**Text for analysis:**
BEGIN
Cutting through the hype

One of the biggest challenges facing advisers is finding a fund that is genuine and meets the need of the client.

Plenty of companies in recent years have jumped on the ESG bandwagon in the hope that aligning themselves to the green cause will increase profits.

The vagueness of current ESG ratings can provide an obstacle when comparing performance between companies, amplifying the risk of greenwashing.

Critics also argue that corporate ESG disclosure is often lacking and that the data is poor.

Mike Myers, investment manager and head of socially responsible investing at Punter Southall Wealth, says it is important to go with fund managers who generate ideas rather than use an ESG ratings agency.

“Heavy reliance or filtering by ESG ratings attributed from an agency is not an acceptable practice in our view,” he notes.

Mr Myers says thematic managers who generate ideas by evaluating global megatrends and identifying long-term structural growth themes have a greater advantage identifying opportunities.

He adds: “Another significant aspect is the fund manager’s ability to interpret and digest the non-financial factors relating to the underlying investment and how they make their own assessment on the ESG credentials of the potential investment.

“Allocating to managers with different but complementary approaches will aid diversification, mitigate concentration risk and ultimately achieve a better outcome for the client.”

With all the hype surrounding ESG, there is growing concern that some funds have been overbought.

Bruce Jenkyn-Jones, co-manager of the Impax Environmental Markets investment trust, says investing with an active fund manager is the key to being able to avoid stocks that are mispriced.
END
**Assignment:** In the text about ESG funds, can you write out the part starting with "Cutting through the" and going on through "will increase profits.", but replace "advisers" with "financial planners"?

**Supplied records:**
BEGIN
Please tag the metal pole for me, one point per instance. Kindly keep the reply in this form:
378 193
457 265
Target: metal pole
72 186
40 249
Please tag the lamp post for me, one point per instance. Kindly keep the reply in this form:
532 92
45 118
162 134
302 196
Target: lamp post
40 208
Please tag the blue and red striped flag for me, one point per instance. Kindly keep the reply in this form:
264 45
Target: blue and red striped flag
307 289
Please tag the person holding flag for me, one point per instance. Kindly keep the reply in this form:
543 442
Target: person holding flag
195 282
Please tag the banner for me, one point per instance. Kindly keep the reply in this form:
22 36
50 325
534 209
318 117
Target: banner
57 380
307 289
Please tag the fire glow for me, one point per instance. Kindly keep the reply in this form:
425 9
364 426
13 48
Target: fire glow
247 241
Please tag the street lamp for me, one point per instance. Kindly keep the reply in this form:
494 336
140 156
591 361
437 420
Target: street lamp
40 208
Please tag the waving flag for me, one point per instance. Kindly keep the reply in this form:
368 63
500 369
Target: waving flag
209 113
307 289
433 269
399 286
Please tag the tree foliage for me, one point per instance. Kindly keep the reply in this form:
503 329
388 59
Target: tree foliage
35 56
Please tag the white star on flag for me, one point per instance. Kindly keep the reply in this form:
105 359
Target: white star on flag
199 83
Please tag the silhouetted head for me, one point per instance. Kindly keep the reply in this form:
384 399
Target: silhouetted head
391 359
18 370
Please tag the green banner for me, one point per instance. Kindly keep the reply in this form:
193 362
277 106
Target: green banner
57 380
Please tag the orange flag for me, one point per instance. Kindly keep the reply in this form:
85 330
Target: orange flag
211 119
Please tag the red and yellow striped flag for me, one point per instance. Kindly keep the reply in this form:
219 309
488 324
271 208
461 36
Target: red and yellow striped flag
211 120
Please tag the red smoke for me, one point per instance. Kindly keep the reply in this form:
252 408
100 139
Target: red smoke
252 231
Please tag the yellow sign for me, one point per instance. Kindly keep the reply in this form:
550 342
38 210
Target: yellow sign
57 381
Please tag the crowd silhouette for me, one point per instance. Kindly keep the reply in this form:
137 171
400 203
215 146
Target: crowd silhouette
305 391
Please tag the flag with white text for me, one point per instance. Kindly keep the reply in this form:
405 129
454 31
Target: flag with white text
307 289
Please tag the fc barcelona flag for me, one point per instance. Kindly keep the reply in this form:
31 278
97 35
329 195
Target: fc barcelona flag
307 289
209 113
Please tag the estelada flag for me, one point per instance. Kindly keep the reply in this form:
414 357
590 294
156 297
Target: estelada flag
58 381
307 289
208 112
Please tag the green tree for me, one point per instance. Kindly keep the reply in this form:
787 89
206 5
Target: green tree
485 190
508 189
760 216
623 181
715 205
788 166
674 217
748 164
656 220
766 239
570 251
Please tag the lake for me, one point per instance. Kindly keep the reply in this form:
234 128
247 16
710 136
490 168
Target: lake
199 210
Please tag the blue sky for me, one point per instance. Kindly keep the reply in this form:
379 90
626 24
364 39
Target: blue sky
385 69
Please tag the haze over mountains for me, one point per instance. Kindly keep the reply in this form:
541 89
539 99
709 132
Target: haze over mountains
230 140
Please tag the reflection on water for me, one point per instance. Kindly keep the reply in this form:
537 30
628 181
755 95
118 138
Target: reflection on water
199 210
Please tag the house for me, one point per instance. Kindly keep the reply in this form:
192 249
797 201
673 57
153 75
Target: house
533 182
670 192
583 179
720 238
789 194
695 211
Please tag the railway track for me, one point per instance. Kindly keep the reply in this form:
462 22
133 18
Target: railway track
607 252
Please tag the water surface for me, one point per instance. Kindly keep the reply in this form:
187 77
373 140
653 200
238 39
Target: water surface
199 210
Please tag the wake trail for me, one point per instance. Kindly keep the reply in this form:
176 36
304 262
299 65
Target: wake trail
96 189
END
**Result for this task:**
Cutting through the hype

One of the biggest challenges facing financial planners is finding a fund that is genuine and meets the need of the client.

Plenty of companies in recent years have jumped on the ESG bandwagon in the hope that aligning themselves to the green cause will increase profits.